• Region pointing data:
━━━━━━━━━━━━━━━━━━━━

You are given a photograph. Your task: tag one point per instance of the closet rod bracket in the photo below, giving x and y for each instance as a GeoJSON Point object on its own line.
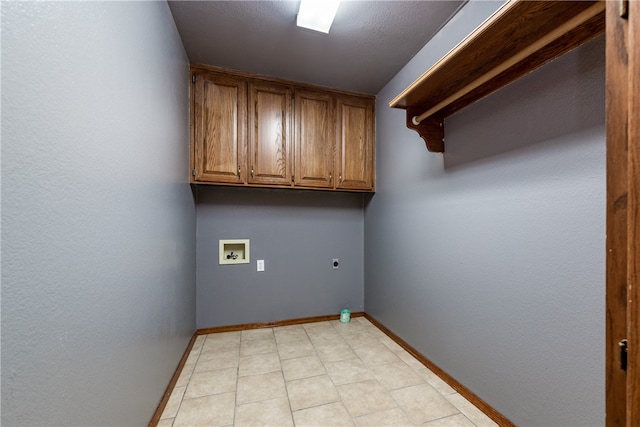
{"type": "Point", "coordinates": [431, 129]}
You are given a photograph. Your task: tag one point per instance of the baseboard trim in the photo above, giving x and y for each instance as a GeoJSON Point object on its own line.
{"type": "Point", "coordinates": [174, 379]}
{"type": "Point", "coordinates": [468, 394]}
{"type": "Point", "coordinates": [465, 392]}
{"type": "Point", "coordinates": [172, 383]}
{"type": "Point", "coordinates": [273, 324]}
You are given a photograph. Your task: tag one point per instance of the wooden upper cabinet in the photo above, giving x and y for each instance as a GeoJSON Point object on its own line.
{"type": "Point", "coordinates": [269, 133]}
{"type": "Point", "coordinates": [254, 131]}
{"type": "Point", "coordinates": [219, 128]}
{"type": "Point", "coordinates": [314, 140]}
{"type": "Point", "coordinates": [356, 146]}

━━━━━━━━━━━━━━━━━━━━

• PROBLEM DESCRIPTION: Return the lines above, from the one containing "of the baseboard" to the end, exactly as they stand.

• REPLY:
You are given a photograph. Your task: tag one point per instance of the baseboard trim in the photo above, giving x and y for each instance as a GeoJSON Point object on its own line.
{"type": "Point", "coordinates": [174, 379]}
{"type": "Point", "coordinates": [468, 394]}
{"type": "Point", "coordinates": [465, 392]}
{"type": "Point", "coordinates": [172, 383]}
{"type": "Point", "coordinates": [273, 324]}
You are given a photograph. Your task: tag one point per instance of the wooden upper cabinet in the photo above, giving x and y for each instance as a GeoJSON Point object on its own line.
{"type": "Point", "coordinates": [269, 133]}
{"type": "Point", "coordinates": [254, 131]}
{"type": "Point", "coordinates": [219, 128]}
{"type": "Point", "coordinates": [314, 140]}
{"type": "Point", "coordinates": [356, 146]}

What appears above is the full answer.